_Written task:_
Rewrite the material with every "vision model" changed to "detection model", leaving all other text unchanged.

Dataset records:
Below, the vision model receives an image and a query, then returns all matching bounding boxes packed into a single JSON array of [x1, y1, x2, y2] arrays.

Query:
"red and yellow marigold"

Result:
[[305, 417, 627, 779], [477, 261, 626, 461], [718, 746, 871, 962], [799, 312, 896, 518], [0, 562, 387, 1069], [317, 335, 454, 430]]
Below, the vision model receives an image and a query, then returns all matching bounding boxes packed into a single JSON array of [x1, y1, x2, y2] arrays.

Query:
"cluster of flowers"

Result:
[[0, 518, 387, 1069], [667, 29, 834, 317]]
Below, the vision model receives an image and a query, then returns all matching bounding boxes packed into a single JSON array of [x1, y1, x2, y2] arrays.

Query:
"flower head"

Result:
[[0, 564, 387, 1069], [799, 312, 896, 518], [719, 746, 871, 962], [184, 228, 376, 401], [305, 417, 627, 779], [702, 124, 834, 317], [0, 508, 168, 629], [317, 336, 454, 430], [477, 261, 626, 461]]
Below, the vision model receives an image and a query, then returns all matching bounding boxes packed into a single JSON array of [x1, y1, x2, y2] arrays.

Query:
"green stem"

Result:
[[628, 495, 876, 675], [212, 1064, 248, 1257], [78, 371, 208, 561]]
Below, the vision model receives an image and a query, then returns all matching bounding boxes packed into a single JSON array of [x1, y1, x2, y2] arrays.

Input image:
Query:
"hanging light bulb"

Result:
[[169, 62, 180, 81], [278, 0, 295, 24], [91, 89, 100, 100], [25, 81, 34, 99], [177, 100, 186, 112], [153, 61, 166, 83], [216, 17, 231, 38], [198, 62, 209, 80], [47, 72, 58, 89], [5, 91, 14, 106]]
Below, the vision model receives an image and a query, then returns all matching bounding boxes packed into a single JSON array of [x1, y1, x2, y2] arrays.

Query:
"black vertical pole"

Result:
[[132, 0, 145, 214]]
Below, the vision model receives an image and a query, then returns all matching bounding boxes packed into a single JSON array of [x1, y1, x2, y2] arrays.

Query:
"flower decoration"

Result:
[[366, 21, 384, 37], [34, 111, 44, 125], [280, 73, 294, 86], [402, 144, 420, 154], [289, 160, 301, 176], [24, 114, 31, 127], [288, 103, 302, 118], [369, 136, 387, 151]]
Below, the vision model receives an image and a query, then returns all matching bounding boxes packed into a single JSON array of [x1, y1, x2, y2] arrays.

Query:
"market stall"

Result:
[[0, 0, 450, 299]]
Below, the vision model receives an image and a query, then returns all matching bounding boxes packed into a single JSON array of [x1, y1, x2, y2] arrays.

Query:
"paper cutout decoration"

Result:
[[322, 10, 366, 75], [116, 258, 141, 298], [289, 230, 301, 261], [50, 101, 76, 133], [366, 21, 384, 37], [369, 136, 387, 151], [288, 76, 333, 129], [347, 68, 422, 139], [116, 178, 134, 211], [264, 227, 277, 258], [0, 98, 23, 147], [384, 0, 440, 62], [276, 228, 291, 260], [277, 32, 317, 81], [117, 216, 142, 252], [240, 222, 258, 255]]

_The completed task:_
Below, the detection model receives an image and a query, then returns all matching bounding boxes packed into a single JSON array of [x1, y1, x2, y2] arrays.

Query:
"red and yellow marigold"

Result:
[[305, 417, 627, 779], [477, 261, 626, 461], [718, 746, 871, 962], [799, 312, 896, 518], [0, 562, 387, 1069], [317, 335, 454, 430]]
Below, the detection model receives an image and a query, then returns all matching bounding boxes packed into a single JSON array of [x1, y1, x2, y2] arrays.

Query:
"cluster of flowers"

Result:
[[0, 518, 387, 1069], [667, 29, 834, 317]]
Below, the detection model receives an image and a query, then returns all matching bounding boxes packed into a single JSON array of [x1, y1, x2, y2] arrays.

Query:
"flower head"

Result:
[[0, 564, 387, 1069], [799, 312, 896, 518], [719, 746, 871, 962], [184, 228, 376, 401], [305, 417, 627, 779], [702, 124, 834, 317], [0, 508, 168, 629], [317, 336, 454, 430], [477, 261, 626, 461]]
Below, the detection model receives an image and a query, then returns all matching bounding boxes packed into a single JSON array of [x1, y1, x2, y2] arrays.

Query:
"green stem"

Result:
[[628, 495, 876, 675], [212, 1064, 248, 1257], [78, 371, 208, 561]]
Below, the detection model receives an image and a query, then returns all matching bounding boxes packed into a single JSON array of [x1, y1, x2, y2] arrays.

Input image:
Query:
"hanging light bulb"

Result:
[[169, 62, 180, 81], [278, 0, 295, 24], [91, 89, 100, 100], [25, 81, 34, 99], [177, 100, 186, 112], [153, 61, 166, 83], [216, 17, 231, 38], [198, 62, 209, 80], [47, 72, 58, 89], [5, 91, 14, 106]]
Below, the detection model receives an image and a query, then returns all matching bounding boxes packed into a single JSON array of [x1, y1, x2, y2] arrays.

Query:
"black vertical pole"

Result:
[[132, 0, 145, 214]]
Below, the detection model receives an image and a query, then returns all matching bounding boxes packed into a single JSON array of [x1, y1, x2, y2] arrays.

Query:
"flower decoration"

Result:
[[366, 21, 384, 37], [34, 111, 44, 125], [280, 73, 294, 86], [402, 144, 420, 154], [289, 160, 301, 176], [24, 114, 31, 127], [288, 103, 302, 118], [369, 136, 387, 151]]
Below, the detection model receives an image and a query, then returns all matching bounding boxes packed into a single JSON array of [x1, y1, x2, y2] arrays.

Query:
"market stall"

Result:
[[0, 0, 450, 299]]
Below, the detection model receives an image and a query, then returns all matching bounding boxes packed into a single JSON array of [x1, y1, x2, y2] arrays.

Query:
"paper cutout decoration"

Result:
[[322, 10, 366, 75], [116, 258, 141, 298], [289, 230, 301, 261], [50, 101, 76, 133], [366, 21, 384, 37], [369, 136, 387, 151], [288, 76, 333, 129], [347, 68, 422, 139], [116, 178, 134, 211], [264, 227, 277, 258], [0, 98, 23, 147], [384, 0, 440, 62], [276, 228, 291, 260], [277, 32, 317, 81], [117, 216, 142, 252], [240, 222, 258, 255]]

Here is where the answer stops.